Exercise: Write out every line of the items below again, requests included, moving each outline by adding -52 to every x and y coordinate in the answers. Leave the pictures out.

Raw data:
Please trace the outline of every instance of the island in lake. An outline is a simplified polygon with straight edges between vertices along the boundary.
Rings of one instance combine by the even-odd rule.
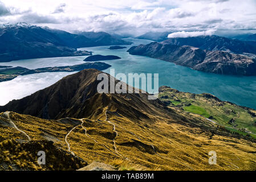
[[[111,65],[101,62],[86,63],[72,66],[54,67],[29,69],[26,68],[17,67],[0,70],[0,82],[13,80],[19,75],[25,75],[44,72],[74,72],[80,71],[84,69],[95,68],[104,70]]]
[[[111,50],[115,50],[115,49],[124,49],[127,48],[126,47],[123,47],[123,46],[110,46],[108,48]]]
[[[121,57],[118,57],[117,56],[113,56],[113,55],[103,56],[100,55],[96,55],[86,57],[84,60],[84,61],[105,61],[105,60],[112,60],[119,59],[121,59]]]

Task output:
Please trace the outline of every instance of the island in lake. An outline is a simplified polygon with straight edges between vertices along the boundary.
Rings of one instance combine by the even-odd rule.
[[[59,13],[49,10],[34,11],[20,14],[2,15],[-23,17],[-26,16],[-35,15],[-52,18],[-52,30],[-39,28],[-33,23],[-27,23],[-8,20],[22,20],[28,19],[32,17],[43,16],[52,18]]]
[[[59,-2],[63,-2],[63,-3],[72,-3],[75,-4],[74,-5],[71,-5],[71,-6],[58,-6],[56,-4]]]
[[[69,5],[66,5],[65,4],[61,4],[61,3],[51,4],[48,3],[44,3],[34,5],[32,8],[32,9],[53,9],[53,8],[60,8],[67,7],[69,7]]]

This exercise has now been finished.